Отрывок для чтения ->
==========

Московское представление обещало быть интересным по содержанию и по форме. Готовился большой парад-пролог, который должен был продемонстрировать достижения советского цирка.

В таких условиях коверный становился центральной фигурой, цементирующей все номера в единое целое и задающей тон всему цирковому спектаклю. Между прочим, «спектакль» здесь не случайное слово. В этом проявлялась еще одна новая идея: избегать эклектического набора номеров, объединять их, чтобы зрители и акробатику, и жонглирование, и другие номера воспринимали как части художественного целого.

После просмотра первого варианта московской программы часть номеров заменили, а мне посоветовали улучшить репертуар. Я не растерялся. Я знал, что такое труд, и занялся подбором новых шуток и распределением их в паузах так, чтобы каждая реприза имела отношение к предыдущему или следующему номеру программы.

Однако после второго и третьего просмотров цирковую программу продолжали ломать, и я перестал ориентироваться. Потому и решил положиться только на свое чутье, чтобы в последний момент уловить главное в окончательно сформированной программе и быстро найти к нему ход.

Мне запомнились эти напряженные дни последних прикидок и репетиций. В цирковой программе появились пролог и финал, как бы обрамляющие различные по жанрам номера, собирающие их в единое целое, а порой и все представление строилось по единому сюжету. Курс на цельность циркового представления роднил разобщенных артистов. Исчезали родовые профессиональные секреты. Успех одного становился успехом многих, в цирке появился новый закон — взаимопомощи.

==========

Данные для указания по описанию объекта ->
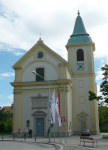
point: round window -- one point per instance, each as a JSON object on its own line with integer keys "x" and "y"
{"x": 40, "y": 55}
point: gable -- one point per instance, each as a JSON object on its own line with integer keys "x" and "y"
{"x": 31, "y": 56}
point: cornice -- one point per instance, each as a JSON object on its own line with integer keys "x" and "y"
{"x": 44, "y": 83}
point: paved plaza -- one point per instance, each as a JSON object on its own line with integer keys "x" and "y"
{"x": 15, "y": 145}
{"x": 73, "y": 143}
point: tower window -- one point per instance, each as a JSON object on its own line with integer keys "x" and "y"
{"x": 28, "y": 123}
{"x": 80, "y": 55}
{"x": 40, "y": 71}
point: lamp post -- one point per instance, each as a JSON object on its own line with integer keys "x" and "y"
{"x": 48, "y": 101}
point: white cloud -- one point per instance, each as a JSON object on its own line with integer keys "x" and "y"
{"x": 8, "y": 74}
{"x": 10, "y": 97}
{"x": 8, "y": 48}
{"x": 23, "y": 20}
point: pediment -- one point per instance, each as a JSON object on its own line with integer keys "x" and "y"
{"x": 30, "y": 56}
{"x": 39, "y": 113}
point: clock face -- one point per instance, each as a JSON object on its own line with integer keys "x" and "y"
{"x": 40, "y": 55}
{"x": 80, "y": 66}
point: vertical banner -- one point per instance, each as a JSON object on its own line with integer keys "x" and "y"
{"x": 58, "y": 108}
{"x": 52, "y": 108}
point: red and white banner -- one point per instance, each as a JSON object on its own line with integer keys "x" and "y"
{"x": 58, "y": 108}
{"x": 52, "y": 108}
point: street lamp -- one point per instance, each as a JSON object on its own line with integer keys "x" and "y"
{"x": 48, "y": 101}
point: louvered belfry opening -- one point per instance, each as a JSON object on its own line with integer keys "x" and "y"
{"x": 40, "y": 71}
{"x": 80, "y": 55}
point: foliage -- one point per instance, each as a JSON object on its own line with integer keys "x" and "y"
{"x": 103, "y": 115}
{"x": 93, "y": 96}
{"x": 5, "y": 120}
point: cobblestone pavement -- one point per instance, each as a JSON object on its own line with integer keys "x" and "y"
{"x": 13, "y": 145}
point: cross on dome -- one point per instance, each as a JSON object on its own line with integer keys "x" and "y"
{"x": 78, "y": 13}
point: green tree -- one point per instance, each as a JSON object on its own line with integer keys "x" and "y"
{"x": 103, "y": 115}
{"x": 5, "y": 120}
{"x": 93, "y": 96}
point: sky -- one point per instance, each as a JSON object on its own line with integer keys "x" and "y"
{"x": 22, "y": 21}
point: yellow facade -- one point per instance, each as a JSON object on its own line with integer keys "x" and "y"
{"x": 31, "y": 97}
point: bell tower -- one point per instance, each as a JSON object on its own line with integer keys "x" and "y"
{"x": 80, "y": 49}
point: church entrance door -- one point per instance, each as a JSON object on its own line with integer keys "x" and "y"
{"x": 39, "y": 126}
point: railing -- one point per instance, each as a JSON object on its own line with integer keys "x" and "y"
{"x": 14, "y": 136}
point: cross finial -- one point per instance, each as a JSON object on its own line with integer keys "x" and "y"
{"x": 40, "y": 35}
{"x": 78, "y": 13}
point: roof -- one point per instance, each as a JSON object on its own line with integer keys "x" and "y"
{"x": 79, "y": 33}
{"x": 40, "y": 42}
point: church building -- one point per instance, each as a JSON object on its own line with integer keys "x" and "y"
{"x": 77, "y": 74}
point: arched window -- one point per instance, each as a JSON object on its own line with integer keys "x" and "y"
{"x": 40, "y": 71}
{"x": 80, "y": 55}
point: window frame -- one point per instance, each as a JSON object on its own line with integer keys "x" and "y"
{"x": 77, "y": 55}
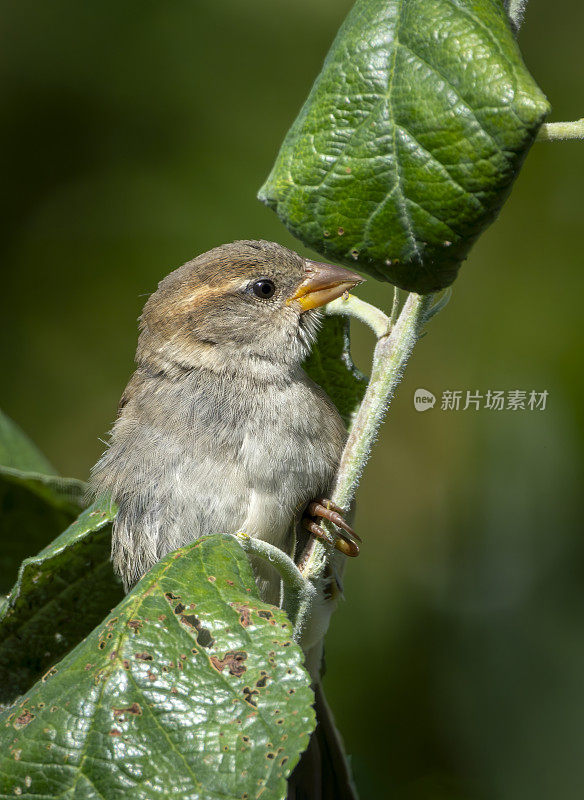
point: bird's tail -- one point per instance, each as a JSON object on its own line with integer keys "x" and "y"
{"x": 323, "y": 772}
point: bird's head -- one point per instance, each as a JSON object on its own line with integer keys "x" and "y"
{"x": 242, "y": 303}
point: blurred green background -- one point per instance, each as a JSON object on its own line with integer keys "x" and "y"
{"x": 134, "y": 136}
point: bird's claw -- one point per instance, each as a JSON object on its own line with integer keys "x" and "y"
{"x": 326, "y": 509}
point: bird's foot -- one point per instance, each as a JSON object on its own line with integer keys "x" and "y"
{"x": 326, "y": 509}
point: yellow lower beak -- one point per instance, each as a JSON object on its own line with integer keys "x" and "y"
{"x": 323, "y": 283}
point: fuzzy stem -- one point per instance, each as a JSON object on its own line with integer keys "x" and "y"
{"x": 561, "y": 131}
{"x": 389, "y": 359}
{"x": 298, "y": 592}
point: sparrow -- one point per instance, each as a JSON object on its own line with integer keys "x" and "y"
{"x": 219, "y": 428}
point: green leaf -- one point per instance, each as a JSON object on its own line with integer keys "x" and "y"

==========

Задача -> Продублируйте из отрывка о московской цирковой программе фрагмент от слов «Однако после второго» до слов «закон — взаимопомощи.» включительно.

Решение задачи ->
Однако после второго и третьего просмотров цирковую программу продолжали ломать, и я перестал ориентироваться. Потому и решил положиться только на свое чутье, чтобы в последний момент уловить главное в окончательно сформированной программе и быстро найти к нему ход.

Мне запомнились эти напряженные дни последних прикидок и репетиций. В цирковой программе появились пролог и финал, как бы обрамляющие различные по жанрам номера, собирающие их в единое целое, а порой и все представление строилось по единому сюжету. Курс на цельность циркового представления роднил разобщенных артистов. Исчезали родовые профессиональные секреты. Успех одного становился успехом многих, в цирке появился новый закон — взаимопомощи.